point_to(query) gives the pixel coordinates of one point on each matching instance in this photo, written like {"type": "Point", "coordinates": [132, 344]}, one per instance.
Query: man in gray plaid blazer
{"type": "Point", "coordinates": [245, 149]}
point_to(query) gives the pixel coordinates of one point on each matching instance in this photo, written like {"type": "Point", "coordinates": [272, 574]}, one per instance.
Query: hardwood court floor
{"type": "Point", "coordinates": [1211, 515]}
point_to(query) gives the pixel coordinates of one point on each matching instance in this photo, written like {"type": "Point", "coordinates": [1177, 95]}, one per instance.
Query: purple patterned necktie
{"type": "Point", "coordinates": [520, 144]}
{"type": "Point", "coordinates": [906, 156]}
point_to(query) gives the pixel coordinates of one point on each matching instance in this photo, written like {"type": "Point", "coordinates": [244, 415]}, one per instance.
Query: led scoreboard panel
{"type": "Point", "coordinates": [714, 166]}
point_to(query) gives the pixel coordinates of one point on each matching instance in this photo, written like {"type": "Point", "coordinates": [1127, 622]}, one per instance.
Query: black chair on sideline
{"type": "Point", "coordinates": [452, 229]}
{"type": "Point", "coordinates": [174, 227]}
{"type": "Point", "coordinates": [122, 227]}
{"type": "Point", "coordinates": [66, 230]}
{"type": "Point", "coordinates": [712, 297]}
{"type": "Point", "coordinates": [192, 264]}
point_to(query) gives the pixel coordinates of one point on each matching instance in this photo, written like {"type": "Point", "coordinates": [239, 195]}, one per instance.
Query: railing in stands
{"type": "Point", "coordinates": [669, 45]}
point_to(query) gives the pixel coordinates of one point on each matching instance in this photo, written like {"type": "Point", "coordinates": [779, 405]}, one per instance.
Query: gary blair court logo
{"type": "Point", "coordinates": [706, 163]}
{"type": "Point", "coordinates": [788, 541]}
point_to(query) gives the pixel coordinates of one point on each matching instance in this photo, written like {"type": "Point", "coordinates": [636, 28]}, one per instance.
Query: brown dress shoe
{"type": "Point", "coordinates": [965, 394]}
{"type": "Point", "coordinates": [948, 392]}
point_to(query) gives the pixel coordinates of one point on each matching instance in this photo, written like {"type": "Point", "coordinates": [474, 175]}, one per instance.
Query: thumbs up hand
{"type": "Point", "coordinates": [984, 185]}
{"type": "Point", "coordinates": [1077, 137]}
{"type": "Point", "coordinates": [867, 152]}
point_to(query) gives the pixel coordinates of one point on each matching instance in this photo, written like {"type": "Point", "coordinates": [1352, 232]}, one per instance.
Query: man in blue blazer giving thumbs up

***

Send back each record exactly as it stands.

RESPONSE TO THE TASK:
point_to(query) gives the pixel coordinates of one point on each matching instance in this photo, written like {"type": "Point", "coordinates": [132, 344]}, one per instance.
Query: man in gray plaid blazer
{"type": "Point", "coordinates": [245, 149]}
point_to(query) gives the pixel coordinates of one point on each matching instance in this photo, written like {"type": "Point", "coordinates": [272, 574]}, one per instance.
Query: hardwood court floor
{"type": "Point", "coordinates": [1211, 515]}
point_to(query) gives the pixel coordinates of one point on each matching instance in this photo, written like {"type": "Point", "coordinates": [1177, 95]}, one per instance.
Query: purple patterned necktie
{"type": "Point", "coordinates": [520, 144]}
{"type": "Point", "coordinates": [906, 156]}
point_to(query) gives the pixel coordinates of one point on each matching instance in this photo, written like {"type": "Point", "coordinates": [244, 415]}, one per instance.
Query: led scoreboard panel
{"type": "Point", "coordinates": [714, 166]}
point_to(query) gives the pixel coordinates of one point on each matching instance in this photo, written like {"type": "Point", "coordinates": [1127, 622]}, one per instance.
Query: black chair on sideline
{"type": "Point", "coordinates": [452, 229]}
{"type": "Point", "coordinates": [174, 227]}
{"type": "Point", "coordinates": [122, 227]}
{"type": "Point", "coordinates": [66, 230]}
{"type": "Point", "coordinates": [712, 297]}
{"type": "Point", "coordinates": [192, 264]}
point_to(query) gives the pixel coordinates of one point on each matching instance in this photo, written like {"type": "Point", "coordinates": [239, 195]}, one per instance.
Query: railing in stands
{"type": "Point", "coordinates": [669, 45]}
point_to(query) gives the pixel coordinates of one point on each matching instance in this photo, written like {"type": "Point", "coordinates": [779, 405]}, one per instance.
Query: gary blair court logo
{"type": "Point", "coordinates": [706, 163]}
{"type": "Point", "coordinates": [788, 541]}
point_to(query) gives the pixel coordinates of one point on each matching instance in this photo, written like {"type": "Point", "coordinates": [636, 28]}, one per instance.
Query: brown dress shoe
{"type": "Point", "coordinates": [965, 394]}
{"type": "Point", "coordinates": [948, 392]}
point_to(query) gives the pixel coordinates of one point on each matching instance in this photo, written like {"type": "Point", "coordinates": [474, 175]}, one per instance.
Query: thumbs up hand
{"type": "Point", "coordinates": [984, 185]}
{"type": "Point", "coordinates": [1077, 137]}
{"type": "Point", "coordinates": [867, 152]}
point_to(query) gives the pixel coordinates of one point on each matching instance in this photo, written like {"type": "Point", "coordinates": [1352, 232]}, one per instance.
Query: man in blue blazer giving thumbs up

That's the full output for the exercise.